SOURCE TEXT
________________________

Death by Hallmark
I have a confession to make.
I have a deep-seated phobia, something I've never told anyone before. It's a fear greater than public speaking, greater than toxic shock syndrome, greater than that dream where I have to repeat high school and can't remember my locker combination or how to put on my pants.
I'm terrified of greeting cards.
Reading this post about them yesterday made me sweat. I could feel my palms become clammy and damp, my hands started to shake, and then my stomach started to feel just a little...well, squidgy.
To be clear, it's not the cards themselves that scare me. I love buying them and I love receiving them. In fact, send me a few if you're so inclined; I'm one of those people who saves them forever, cramming them into shoeboxes stacked precariously on the top shelf of the closet. Every so often, particularly if I'm feeling a bit down, I'll rifle through the boxes as if to quantify the love I've received through the years in terms of the dog-eared cards and hastily torn colored envelopes that marked celebrations and milestones of younger days.
It's the prospect of filling one out myself that freaks me out.
Being a writer creates a heightened sense of anticipation in your loved ones when they tear open that card you've just handed them. Your family will expect something a cut above the average "Love you Dad." Your acquaintances will expect appropriately droll bon mots about what it means to turn 34. Your best friend will look for effusive, gushing prose about how important her friendship is to you on this, the fourth day into the new year. (This tends to be the earliest day your Christmas cards arrive, the delay unmistakably correlated with your card-writing paralysis.)
And yet every time I open that newly purchased card and commence putting pen to paper, I am as blank and devoid of creativity as everything left of the fold.
Which explains why each card I compose always starts with the same banal phrase, "I can't tell you..." As in, I can't tell you how much you mean to me, Dad. I can't tell you how great it is to be 34. I can't tell you how glad I am that we have another year together.
It's true. I can't.
Ugh.
The worst to me however is the dreaded group card, the one that gets passed around the office--an advertising agency no less, where outdoing one another in the cleverness department is a job requirement. When that group card reaches my desk, I plow through the perfunctory signatures of the secretaries, the whimsical doodles of the art directors, the grandiose scribbles from the senior execs and carve out an unassuming little space for myself. I intentionally seek out an unobtrusive inch or two towards the left of the card. The less space the earlier signers have left me, the better. Because whatever amusing thoughts I believe I'm capable of conceiving, whatever Dorothy Parker-esque witticism I hear in my head, that which flows from my brain to pen to paper always is the same:
I've thought about it a great deal and I think what it comes down is performance anxiety (or whatever anxiety there can be in signing a stupid greeting card that's already mostly written for you).
It's like someone meeting me and saying, "oh, you're that writer who did that piece about that funny thing? Say something funny!" I assure you the opposite will happen. I've always said I could never be a good stand-up comic like Nate because I'm only good on the rewrite. I'd get heckled and snap back, "oh yeah? Well um, you're...you're...MEAN!" And then I'd storm offstage and stew in the green room for ten minutes, only to double back, grab the mike out of the next performer's hand and say confidently, "what I MEANT to say was, do you kiss your boyfriend with that mouth, sir?"
I can generally write my way out of anything given enough time.
So perhaps that's the solution: Time. Maybe I need to tell the office manager, "I'm sorry. I'd be happy to sign your group card for Carole in accounting, but I need a good three months notice." For friends I'd like to give myself a year.

________________________

Rewrite the greeting-card essay starting at "Reading this post" and ending at "of younger days.", putting "storage bins" in place of "shoeboxes".

________________________

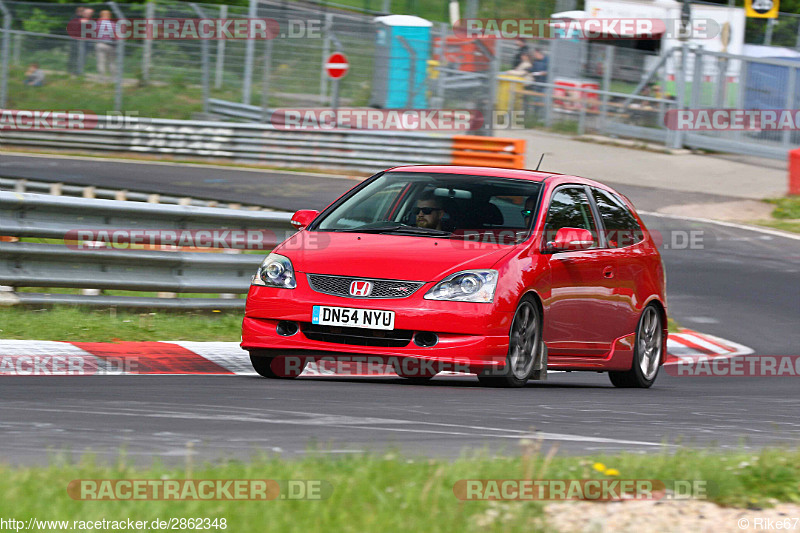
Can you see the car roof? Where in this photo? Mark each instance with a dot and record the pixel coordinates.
(475, 171)
(532, 175)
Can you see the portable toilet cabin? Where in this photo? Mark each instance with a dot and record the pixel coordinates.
(402, 51)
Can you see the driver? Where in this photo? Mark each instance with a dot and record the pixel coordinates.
(429, 211)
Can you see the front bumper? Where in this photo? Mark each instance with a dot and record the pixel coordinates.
(470, 334)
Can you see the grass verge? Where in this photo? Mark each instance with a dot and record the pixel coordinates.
(63, 323)
(395, 493)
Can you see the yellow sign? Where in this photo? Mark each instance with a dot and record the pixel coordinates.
(761, 9)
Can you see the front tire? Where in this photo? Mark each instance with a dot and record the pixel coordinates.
(647, 353)
(278, 367)
(526, 351)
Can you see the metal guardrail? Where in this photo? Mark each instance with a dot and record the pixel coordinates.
(27, 264)
(370, 150)
(91, 191)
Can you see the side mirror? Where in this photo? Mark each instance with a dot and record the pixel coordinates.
(570, 240)
(303, 218)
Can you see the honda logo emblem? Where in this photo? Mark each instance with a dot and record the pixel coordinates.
(360, 288)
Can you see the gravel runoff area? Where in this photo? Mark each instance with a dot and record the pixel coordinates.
(667, 517)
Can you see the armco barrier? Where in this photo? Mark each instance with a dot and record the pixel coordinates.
(30, 264)
(257, 143)
(488, 151)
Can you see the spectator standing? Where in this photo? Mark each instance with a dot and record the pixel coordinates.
(540, 66)
(105, 49)
(34, 76)
(521, 54)
(74, 47)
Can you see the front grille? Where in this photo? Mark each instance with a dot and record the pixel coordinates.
(381, 288)
(396, 338)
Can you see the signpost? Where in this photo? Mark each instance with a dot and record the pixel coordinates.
(336, 67)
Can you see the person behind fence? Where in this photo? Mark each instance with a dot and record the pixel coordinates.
(73, 64)
(522, 50)
(34, 76)
(540, 66)
(106, 30)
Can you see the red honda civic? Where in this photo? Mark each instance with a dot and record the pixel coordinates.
(502, 273)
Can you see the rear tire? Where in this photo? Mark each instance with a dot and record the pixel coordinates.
(277, 367)
(647, 353)
(525, 349)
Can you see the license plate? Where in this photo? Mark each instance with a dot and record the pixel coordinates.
(353, 318)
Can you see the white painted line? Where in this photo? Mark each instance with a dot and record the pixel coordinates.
(15, 347)
(759, 229)
(700, 341)
(228, 355)
(738, 349)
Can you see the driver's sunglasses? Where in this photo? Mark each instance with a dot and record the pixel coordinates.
(426, 210)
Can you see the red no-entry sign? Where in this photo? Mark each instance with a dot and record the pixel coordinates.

________________________

RESULT FOR THIS TASK
Reading this post about them yesterday made me sweat. I could feel my palms become clammy and damp, my hands started to shake, and then my stomach started to feel just a little...well, squidgy.
To be clear, it's not the cards themselves that scare me. I love buying them and I love receiving them. In fact, send me a few if you're so inclined; I'm one of those people who saves them forever, cramming them into storage bins stacked precariously on the top shelf of the closet. Every so often, particularly if I'm feeling a bit down, I'll rifle through the boxes as if to quantify the love I've received through the years in terms of the dog-eared cards and hastily torn colored envelopes that marked celebrations and milestones of younger days.